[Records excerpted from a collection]

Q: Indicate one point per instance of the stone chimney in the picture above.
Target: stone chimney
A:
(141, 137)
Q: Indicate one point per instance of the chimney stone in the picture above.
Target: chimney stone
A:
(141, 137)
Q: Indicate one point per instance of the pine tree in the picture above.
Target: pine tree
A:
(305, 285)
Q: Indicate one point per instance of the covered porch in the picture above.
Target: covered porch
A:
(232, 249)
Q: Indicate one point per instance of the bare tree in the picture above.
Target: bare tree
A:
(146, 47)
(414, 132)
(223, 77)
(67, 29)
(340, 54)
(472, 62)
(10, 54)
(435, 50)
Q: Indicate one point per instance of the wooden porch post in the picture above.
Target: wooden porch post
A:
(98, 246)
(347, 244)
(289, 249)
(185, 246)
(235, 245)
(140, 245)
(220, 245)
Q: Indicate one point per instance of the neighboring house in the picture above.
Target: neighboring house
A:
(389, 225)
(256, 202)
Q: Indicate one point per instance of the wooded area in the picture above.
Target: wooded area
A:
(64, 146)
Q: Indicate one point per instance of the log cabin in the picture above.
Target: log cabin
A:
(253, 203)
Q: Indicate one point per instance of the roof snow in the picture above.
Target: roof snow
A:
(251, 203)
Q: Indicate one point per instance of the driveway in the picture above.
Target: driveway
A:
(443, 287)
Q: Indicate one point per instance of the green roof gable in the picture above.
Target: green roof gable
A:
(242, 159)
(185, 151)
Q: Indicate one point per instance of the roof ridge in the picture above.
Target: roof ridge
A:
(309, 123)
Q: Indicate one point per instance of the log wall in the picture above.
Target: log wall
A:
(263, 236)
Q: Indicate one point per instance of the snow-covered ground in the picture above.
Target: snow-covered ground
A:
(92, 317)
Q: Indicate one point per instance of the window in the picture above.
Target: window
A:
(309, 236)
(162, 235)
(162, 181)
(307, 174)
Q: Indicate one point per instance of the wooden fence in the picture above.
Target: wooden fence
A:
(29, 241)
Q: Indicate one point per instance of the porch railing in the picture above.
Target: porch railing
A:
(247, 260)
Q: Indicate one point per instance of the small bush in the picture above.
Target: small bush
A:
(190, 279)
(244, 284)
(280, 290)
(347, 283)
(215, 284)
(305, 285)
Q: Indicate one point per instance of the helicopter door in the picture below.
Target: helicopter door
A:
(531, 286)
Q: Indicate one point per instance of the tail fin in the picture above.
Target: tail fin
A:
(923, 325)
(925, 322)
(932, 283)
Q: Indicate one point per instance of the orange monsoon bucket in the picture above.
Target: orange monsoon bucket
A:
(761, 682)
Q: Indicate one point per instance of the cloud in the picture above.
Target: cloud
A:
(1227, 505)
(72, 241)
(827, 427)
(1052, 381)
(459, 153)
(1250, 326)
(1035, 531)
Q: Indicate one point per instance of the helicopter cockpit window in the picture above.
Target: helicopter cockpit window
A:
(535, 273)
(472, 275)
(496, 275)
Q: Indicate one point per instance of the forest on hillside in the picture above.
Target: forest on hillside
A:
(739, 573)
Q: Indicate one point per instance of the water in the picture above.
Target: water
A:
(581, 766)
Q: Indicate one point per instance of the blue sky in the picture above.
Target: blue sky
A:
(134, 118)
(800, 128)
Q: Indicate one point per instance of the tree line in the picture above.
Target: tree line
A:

Exercise goal |
Go through the data and show each line that holds "covered".

Answer section |
Q: Indicate one point per instance of the covered porch in the picture above.
Target: covered porch
Q: Indicate one point per instance of the snow-covered ground in the picture above.
Target: snow-covered ground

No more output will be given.